=== Data section ===
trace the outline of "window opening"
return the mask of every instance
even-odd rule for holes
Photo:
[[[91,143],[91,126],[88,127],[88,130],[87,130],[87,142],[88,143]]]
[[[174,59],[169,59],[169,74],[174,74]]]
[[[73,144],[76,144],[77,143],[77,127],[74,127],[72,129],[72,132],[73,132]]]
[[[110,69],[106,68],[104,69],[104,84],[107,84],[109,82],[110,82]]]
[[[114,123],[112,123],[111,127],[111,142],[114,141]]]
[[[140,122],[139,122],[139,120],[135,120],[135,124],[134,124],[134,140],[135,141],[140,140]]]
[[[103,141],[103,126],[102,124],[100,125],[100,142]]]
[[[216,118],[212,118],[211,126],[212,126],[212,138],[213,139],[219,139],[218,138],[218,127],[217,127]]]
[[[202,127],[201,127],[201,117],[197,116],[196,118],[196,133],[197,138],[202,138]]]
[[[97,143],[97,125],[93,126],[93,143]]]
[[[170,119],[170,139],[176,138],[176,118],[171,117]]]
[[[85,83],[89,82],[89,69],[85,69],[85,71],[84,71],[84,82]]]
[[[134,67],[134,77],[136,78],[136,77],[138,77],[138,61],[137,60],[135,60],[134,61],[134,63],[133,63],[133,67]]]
===
§ **Objective**: Reproduce the data above word for word, starting at its first line and going on through the line containing "[[[85,83],[89,82],[89,69],[85,69],[85,71],[84,71],[84,82]]]", with both of those lines included.

§ **Result for this exercise**:
trace the outline of "window opening"
return the mask of every instance
even-odd rule for holes
Photo:
[[[91,143],[91,126],[88,127],[88,130],[87,130],[87,142],[88,143]]]
[[[174,59],[169,59],[169,74],[174,74]]]
[[[73,144],[76,144],[77,143],[77,127],[74,127],[72,129],[72,132],[73,132]]]
[[[110,69],[106,68],[104,69],[104,84],[107,84],[109,82],[110,82]]]
[[[114,123],[112,123],[111,127],[111,142],[114,141]]]
[[[140,122],[139,122],[139,120],[135,120],[135,124],[134,124],[134,140],[135,141],[140,140]]]
[[[103,141],[103,126],[102,124],[100,125],[100,142]]]
[[[216,118],[212,118],[211,126],[212,126],[212,138],[213,139],[219,139],[218,138],[218,127],[217,127]]]
[[[202,127],[201,127],[201,117],[197,116],[196,118],[196,133],[197,138],[202,138]]]
[[[97,143],[97,125],[93,126],[93,143]]]
[[[170,119],[170,139],[176,138],[176,118],[171,117]]]
[[[85,83],[89,82],[89,69],[85,69],[85,71],[84,71],[84,82]]]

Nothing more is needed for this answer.